* What you have to do: Copy the records below word for word, beginning at the line that contains "Mark the snow-capped" and continuing through the last line of the records.
- - -
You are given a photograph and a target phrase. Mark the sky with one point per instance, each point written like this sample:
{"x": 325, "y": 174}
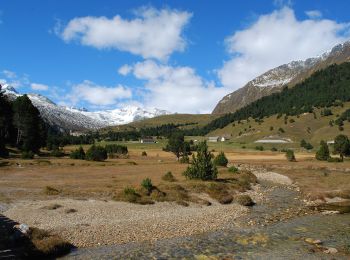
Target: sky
{"x": 182, "y": 56}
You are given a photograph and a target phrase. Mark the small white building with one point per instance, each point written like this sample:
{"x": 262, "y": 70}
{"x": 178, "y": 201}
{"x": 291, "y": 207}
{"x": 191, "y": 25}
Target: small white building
{"x": 213, "y": 139}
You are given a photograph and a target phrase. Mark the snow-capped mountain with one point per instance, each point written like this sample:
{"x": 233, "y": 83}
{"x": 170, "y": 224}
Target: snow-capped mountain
{"x": 80, "y": 119}
{"x": 275, "y": 79}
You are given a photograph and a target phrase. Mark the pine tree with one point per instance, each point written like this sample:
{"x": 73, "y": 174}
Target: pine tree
{"x": 5, "y": 124}
{"x": 323, "y": 153}
{"x": 202, "y": 166}
{"x": 28, "y": 124}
- - -
* Exercise output:
You are given a photograph and a target phrase. Mark the snow-capped mountain with one point per instance, each point written like this sample:
{"x": 233, "y": 83}
{"x": 170, "y": 224}
Target: snow-capped mountain
{"x": 80, "y": 119}
{"x": 275, "y": 79}
You are given a photograph and a target phrase. Mark the pine tree with one point per instance, each point written like this sample:
{"x": 73, "y": 174}
Target: pine tree
{"x": 5, "y": 124}
{"x": 323, "y": 153}
{"x": 202, "y": 166}
{"x": 28, "y": 124}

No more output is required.